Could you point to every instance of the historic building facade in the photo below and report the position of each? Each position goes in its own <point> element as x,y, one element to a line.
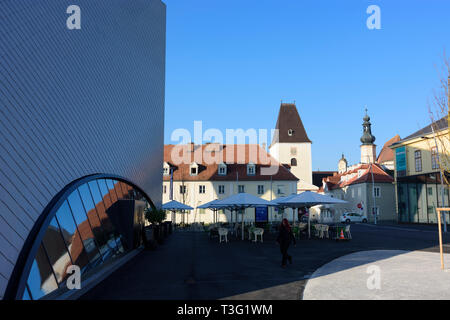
<point>366,186</point>
<point>292,147</point>
<point>197,174</point>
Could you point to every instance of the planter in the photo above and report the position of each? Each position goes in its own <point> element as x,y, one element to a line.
<point>165,229</point>
<point>159,233</point>
<point>149,238</point>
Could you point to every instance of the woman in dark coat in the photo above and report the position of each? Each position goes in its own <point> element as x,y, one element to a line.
<point>284,239</point>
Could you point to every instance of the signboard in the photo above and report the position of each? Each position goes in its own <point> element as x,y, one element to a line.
<point>400,161</point>
<point>261,214</point>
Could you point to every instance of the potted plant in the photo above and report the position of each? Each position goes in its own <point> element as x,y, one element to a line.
<point>155,217</point>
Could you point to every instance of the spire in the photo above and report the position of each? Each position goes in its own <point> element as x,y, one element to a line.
<point>290,126</point>
<point>367,137</point>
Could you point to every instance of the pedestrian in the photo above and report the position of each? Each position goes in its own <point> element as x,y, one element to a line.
<point>284,239</point>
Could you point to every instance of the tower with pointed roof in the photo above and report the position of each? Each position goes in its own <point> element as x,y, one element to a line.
<point>368,148</point>
<point>292,147</point>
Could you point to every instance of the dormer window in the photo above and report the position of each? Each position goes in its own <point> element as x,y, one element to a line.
<point>166,169</point>
<point>222,169</point>
<point>251,169</point>
<point>194,169</point>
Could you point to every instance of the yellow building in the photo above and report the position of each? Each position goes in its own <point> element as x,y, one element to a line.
<point>417,173</point>
<point>202,173</point>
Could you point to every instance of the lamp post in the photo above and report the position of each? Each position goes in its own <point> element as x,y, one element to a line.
<point>440,173</point>
<point>373,195</point>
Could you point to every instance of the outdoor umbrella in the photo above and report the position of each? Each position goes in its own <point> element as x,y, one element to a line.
<point>276,203</point>
<point>175,206</point>
<point>308,199</point>
<point>213,205</point>
<point>242,201</point>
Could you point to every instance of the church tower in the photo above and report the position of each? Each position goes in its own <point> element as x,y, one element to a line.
<point>291,145</point>
<point>368,148</point>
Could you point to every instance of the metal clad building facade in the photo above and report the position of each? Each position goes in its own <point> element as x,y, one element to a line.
<point>75,103</point>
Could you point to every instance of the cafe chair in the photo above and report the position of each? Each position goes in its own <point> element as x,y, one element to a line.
<point>258,232</point>
<point>223,234</point>
<point>347,232</point>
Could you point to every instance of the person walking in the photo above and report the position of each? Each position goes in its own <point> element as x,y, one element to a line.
<point>284,239</point>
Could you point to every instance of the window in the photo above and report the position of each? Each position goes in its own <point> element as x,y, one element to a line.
<point>251,169</point>
<point>418,160</point>
<point>377,192</point>
<point>261,189</point>
<point>293,162</point>
<point>434,159</point>
<point>222,169</point>
<point>376,210</point>
<point>80,232</point>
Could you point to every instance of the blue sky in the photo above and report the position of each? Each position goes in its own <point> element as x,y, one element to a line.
<point>230,63</point>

───

What the exercise asks:
Quote the entire listing above word for word, leaving out the pictures.

Response below:
Could you point to every instance of the historic building facade in the photo below and report the position of each? Each position goes in its own <point> element as x,y, one element to a line.
<point>366,186</point>
<point>292,147</point>
<point>197,174</point>
Could you point to every instance of the planter in the photo above and report the position of each? Each position goes in its own <point> element as x,y, one element to a line.
<point>165,229</point>
<point>159,233</point>
<point>149,238</point>
Could you point to every instance of the woman in dark coat in the photo above and report the position of each? Each position goes in its own <point> element as x,y, one element to a line.
<point>284,239</point>
Could you point to every instance of the signboard in the photo above and report the position of each? Each position goes in its own <point> element as x,y, one element to a line.
<point>400,161</point>
<point>261,214</point>
Could you point to every instance of the potted plant in the photo above and report the position of each? Each position goes in its own <point> element as x,y, one element to a line.
<point>155,217</point>
Could you point to every instance of the spire in the photo above and report the position of each? Each position goes in its own <point> element as x,y, one element to a line.
<point>290,126</point>
<point>367,137</point>
Could you point to every instance of the pedestrian in the photo above and report the position of each? Each position goes in its own <point> element as x,y, one element to a line.
<point>284,239</point>
Could you point to every instance of the tower with pointed roof in the photo above and report the position of each? Each position goes in its own <point> element as x,y, one element to a line.
<point>368,148</point>
<point>292,147</point>
Could you point to every instance of the dormer window in the photo above and report the position of each? Each position goes in its own <point> element as x,y, one element to a line.
<point>166,169</point>
<point>222,169</point>
<point>251,169</point>
<point>194,169</point>
Could you point to every instance of the yellow building in the photo above and report the position of each? Each position goes in its own <point> element as x,y, one element to a line.
<point>417,173</point>
<point>202,173</point>
Could you point to every instance of the lamp post in the photo above and report the position of each? Each position goes in its own <point> element as x,y, one element to a line.
<point>440,173</point>
<point>373,195</point>
Could you point to every instance of the outdoor umbrella in the photo above and report the position of each? Each position goes in its own <point> element as x,y, one element to a line.
<point>276,203</point>
<point>175,206</point>
<point>308,199</point>
<point>213,205</point>
<point>242,201</point>
Could you point to every instance of the church tower in the photo above and report the position of each? Each position goes in its own <point> element as x,y, one element to a line.
<point>291,145</point>
<point>368,148</point>
Could you point to every instance of the metal clad building facade in the photo above and report the position of each? Each position goes in its own <point> element as x,y, one element to a line.
<point>75,103</point>
Could you point to every instance of the cafe chair in the photo above and report the position of each? Each position goes in its own <point> element as x,y, one element to a line.
<point>258,232</point>
<point>223,234</point>
<point>347,232</point>
Could you point to every instance of the person walking in the photo above and report the position of each? Each position goes in its own <point> element as x,y, one element to a line.
<point>284,239</point>
Could you point to every instance of the window in the photo above and report the position of each? Each position goes in its own <point> element as x,y, one element to a line.
<point>251,169</point>
<point>418,160</point>
<point>377,192</point>
<point>261,189</point>
<point>293,162</point>
<point>434,159</point>
<point>222,169</point>
<point>376,210</point>
<point>80,232</point>
Could you point to every instance of the blue sky in the photo above and report the position of each? Each position goes in its own <point> element as x,y, one element to a line.
<point>230,63</point>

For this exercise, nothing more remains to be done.